+++ The input

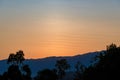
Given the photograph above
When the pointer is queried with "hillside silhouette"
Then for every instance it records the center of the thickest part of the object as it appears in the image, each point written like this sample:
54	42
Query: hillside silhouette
104	66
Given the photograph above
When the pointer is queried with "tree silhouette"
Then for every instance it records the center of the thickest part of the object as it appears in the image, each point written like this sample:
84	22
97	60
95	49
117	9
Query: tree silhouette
17	58
61	66
15	71
79	71
11	59
27	72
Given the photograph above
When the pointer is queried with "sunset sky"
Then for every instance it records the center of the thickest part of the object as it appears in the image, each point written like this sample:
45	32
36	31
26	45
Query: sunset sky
44	28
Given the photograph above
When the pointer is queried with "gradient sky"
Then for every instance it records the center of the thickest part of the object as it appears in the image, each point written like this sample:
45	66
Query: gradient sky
44	28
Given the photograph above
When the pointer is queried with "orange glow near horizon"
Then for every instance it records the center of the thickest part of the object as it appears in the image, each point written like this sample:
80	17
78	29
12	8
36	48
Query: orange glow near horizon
58	27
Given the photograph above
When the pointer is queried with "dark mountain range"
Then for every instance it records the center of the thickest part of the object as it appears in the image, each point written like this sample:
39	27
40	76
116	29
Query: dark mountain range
49	62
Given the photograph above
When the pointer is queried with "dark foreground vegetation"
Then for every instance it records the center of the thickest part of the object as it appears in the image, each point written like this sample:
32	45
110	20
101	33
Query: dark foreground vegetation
106	67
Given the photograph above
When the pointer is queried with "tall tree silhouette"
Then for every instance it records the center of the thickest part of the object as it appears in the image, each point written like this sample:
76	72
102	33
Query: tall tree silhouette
61	66
19	57
11	59
79	71
27	72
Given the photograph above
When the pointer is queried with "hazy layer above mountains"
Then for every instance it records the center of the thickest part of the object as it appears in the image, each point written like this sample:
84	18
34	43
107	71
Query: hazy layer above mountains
49	62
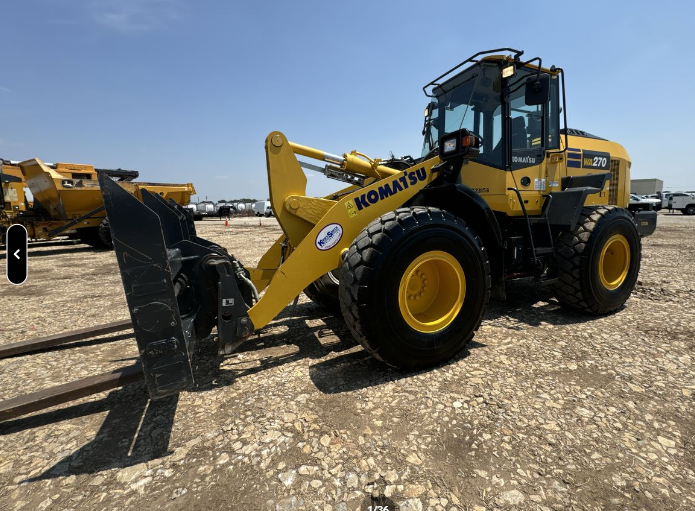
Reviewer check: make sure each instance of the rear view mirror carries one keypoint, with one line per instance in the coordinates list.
(537, 89)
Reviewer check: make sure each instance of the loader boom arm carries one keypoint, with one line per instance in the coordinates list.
(179, 286)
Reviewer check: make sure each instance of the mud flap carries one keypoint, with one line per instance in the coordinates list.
(171, 279)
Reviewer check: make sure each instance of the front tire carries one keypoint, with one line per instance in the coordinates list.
(414, 287)
(599, 261)
(324, 291)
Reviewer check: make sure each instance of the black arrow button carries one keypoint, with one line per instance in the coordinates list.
(17, 254)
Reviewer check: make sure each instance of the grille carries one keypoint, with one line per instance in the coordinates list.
(614, 182)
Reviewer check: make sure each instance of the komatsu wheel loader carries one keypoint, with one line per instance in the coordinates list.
(412, 249)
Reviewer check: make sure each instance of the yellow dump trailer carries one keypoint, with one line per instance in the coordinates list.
(67, 200)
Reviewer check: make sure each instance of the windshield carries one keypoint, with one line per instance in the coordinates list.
(450, 107)
(469, 100)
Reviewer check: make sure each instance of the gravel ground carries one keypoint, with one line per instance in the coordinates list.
(545, 410)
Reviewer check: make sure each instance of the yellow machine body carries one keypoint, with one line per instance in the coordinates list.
(13, 185)
(420, 244)
(493, 184)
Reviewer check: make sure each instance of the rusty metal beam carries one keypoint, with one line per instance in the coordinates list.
(60, 394)
(17, 348)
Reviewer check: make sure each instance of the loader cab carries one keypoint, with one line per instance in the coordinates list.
(498, 100)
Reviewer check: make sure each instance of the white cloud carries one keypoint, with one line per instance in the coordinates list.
(136, 15)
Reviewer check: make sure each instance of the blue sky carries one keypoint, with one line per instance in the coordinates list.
(187, 91)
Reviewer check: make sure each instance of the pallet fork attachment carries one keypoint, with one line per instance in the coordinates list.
(176, 285)
(179, 286)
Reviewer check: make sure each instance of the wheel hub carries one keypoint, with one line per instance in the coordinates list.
(614, 262)
(431, 291)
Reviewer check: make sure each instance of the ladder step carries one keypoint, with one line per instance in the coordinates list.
(544, 250)
(549, 282)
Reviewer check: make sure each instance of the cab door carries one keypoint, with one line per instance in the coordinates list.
(533, 131)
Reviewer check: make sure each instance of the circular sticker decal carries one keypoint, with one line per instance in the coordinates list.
(329, 236)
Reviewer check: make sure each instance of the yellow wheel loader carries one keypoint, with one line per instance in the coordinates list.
(411, 249)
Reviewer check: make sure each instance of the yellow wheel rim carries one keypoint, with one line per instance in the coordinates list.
(431, 291)
(614, 262)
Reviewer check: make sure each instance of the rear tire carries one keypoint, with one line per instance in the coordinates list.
(324, 291)
(90, 236)
(387, 270)
(599, 261)
(105, 233)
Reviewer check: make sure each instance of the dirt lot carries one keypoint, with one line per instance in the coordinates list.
(545, 410)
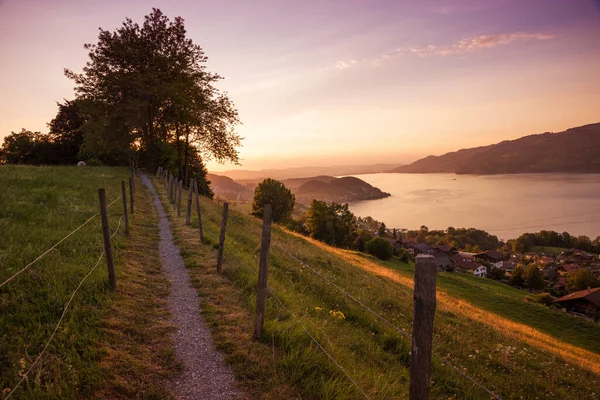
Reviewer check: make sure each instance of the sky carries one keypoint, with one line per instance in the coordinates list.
(331, 82)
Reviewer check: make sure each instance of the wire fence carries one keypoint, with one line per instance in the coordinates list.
(403, 332)
(67, 305)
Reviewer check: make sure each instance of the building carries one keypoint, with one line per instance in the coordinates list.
(584, 303)
(495, 258)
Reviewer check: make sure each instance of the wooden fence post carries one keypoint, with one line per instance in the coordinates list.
(261, 288)
(222, 237)
(131, 191)
(106, 234)
(124, 196)
(179, 195)
(198, 211)
(188, 211)
(422, 334)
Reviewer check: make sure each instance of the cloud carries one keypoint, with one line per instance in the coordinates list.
(473, 44)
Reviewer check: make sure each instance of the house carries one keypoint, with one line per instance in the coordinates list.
(419, 248)
(462, 264)
(584, 302)
(561, 284)
(446, 249)
(443, 262)
(509, 266)
(567, 268)
(396, 243)
(495, 258)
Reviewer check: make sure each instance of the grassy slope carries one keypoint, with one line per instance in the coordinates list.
(100, 333)
(475, 334)
(512, 303)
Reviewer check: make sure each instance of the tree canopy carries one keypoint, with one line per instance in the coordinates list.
(273, 192)
(146, 85)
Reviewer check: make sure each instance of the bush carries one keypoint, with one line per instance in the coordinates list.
(545, 298)
(93, 162)
(404, 256)
(380, 248)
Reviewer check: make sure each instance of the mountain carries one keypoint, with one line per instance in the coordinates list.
(226, 187)
(322, 187)
(574, 150)
(340, 190)
(301, 172)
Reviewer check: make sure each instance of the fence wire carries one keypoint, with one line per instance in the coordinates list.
(39, 357)
(54, 246)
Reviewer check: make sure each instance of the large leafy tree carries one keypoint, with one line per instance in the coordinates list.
(331, 223)
(65, 133)
(27, 147)
(146, 85)
(273, 192)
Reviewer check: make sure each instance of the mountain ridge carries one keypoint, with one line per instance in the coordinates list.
(574, 150)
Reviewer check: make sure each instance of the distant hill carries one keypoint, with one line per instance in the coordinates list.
(322, 187)
(575, 150)
(340, 190)
(301, 172)
(226, 187)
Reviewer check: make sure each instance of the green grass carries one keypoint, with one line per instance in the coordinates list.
(38, 207)
(511, 303)
(376, 356)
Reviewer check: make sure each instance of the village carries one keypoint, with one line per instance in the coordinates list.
(559, 274)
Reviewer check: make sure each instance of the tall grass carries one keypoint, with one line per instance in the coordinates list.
(476, 339)
(38, 207)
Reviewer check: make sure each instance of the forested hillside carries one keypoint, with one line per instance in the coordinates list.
(574, 150)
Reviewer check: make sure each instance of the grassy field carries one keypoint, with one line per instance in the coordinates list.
(517, 349)
(105, 347)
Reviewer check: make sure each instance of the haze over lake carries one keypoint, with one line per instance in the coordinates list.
(504, 205)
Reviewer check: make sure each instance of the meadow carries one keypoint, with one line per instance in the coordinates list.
(487, 331)
(38, 207)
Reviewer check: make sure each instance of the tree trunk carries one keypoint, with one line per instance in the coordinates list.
(178, 143)
(187, 151)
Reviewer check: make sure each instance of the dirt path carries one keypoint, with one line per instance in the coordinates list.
(205, 375)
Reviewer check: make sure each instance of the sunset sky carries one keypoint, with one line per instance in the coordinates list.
(321, 82)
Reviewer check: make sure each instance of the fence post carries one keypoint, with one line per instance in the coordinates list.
(106, 233)
(188, 211)
(422, 334)
(222, 237)
(179, 195)
(131, 191)
(198, 211)
(261, 288)
(124, 196)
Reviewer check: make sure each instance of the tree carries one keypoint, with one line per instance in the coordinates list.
(27, 147)
(533, 277)
(382, 230)
(66, 133)
(331, 223)
(146, 85)
(516, 278)
(272, 191)
(380, 248)
(581, 279)
(319, 222)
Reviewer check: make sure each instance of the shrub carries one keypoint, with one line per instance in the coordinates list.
(545, 298)
(380, 248)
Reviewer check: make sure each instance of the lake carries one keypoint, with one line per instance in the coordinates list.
(504, 205)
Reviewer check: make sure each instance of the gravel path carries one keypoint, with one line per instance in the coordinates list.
(205, 375)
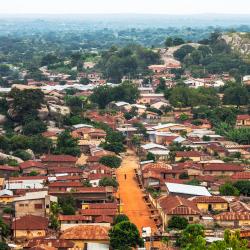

++++++

## Problem requirements
Please filter the data down to the lines containing the word "When".

## Problem solution
When the pointer is queried with "hillside silhouette"
When the pointer is queried with "tree silhouette"
When the pointer is queried with "sunset sky"
When the pointer is queried with "gradient sky"
When the pointer is queried with "orange glow near horizon"
When the pointer is queried with "dark mountain range"
When the pointer is queried with "dark foreground vegetation"
When the pointer is queried with "tall tree silhouette"
When the pointer is queried with "hazy layer above mountains"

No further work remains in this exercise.